** DATA FOR ANALYSIS follows **

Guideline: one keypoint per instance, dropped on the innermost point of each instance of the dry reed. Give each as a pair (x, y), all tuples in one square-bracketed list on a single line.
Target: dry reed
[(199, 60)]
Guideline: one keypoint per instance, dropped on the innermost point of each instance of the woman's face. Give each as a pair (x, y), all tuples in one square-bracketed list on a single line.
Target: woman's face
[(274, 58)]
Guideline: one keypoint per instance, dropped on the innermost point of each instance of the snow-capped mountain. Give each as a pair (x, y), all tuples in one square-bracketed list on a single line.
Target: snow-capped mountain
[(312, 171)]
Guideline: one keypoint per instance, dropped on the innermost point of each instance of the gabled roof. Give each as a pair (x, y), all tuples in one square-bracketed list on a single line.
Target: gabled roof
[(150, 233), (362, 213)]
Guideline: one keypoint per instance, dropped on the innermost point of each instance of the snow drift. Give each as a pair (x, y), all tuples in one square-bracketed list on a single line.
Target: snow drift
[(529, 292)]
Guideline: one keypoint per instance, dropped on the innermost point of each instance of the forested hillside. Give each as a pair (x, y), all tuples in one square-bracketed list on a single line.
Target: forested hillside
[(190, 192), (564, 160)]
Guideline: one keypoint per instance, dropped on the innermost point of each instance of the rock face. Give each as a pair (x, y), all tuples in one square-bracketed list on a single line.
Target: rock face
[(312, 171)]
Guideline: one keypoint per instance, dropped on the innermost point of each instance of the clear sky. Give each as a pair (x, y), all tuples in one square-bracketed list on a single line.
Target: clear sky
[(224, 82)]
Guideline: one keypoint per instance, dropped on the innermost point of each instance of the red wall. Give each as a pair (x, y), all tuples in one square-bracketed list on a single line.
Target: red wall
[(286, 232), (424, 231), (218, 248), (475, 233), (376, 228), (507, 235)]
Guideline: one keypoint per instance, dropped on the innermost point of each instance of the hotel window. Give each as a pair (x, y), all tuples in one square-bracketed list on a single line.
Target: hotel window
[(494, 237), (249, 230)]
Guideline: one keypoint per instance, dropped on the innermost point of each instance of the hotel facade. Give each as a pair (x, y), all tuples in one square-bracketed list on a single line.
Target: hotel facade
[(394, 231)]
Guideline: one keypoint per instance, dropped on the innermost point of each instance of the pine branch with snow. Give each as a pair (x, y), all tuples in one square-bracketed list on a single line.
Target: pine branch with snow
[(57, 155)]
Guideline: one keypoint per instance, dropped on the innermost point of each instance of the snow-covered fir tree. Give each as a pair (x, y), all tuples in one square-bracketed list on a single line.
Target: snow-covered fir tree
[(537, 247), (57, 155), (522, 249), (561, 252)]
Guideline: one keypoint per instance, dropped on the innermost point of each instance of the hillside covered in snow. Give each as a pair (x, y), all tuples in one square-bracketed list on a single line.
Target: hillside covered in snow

** End of DATA FOR ANALYSIS **

Please return only the lines from the one that contains "Target: hotel facade" through the final line of the entries, each exactly as written.

» SOLUTION FOR THIS TASK
Target: hotel facade
[(394, 231)]
Guideline: one keypoint per instance, dropped on the innermost point of each instance of the pine branch with snow. Give each as a pair (x, y), all tuples in one square-bracketed list on a single line.
Target: pine branch with snow
[(57, 155)]
Guideline: one keypoint per instance, dropped on the innermost point of each instance of the snow-covered fir tree. Give each as a pair (x, y), all tuples in one square-bracketed list on a single line.
Target: snow-covered fir tree
[(537, 247), (57, 155), (522, 249), (561, 252)]
Guideline: one keypoint per instance, dropped on the innermost point of each instance of the hillside covered in snow. Give each as a pair (x, y), all tuples in one square-bracketed list on a single line.
Target: hillside covered in snow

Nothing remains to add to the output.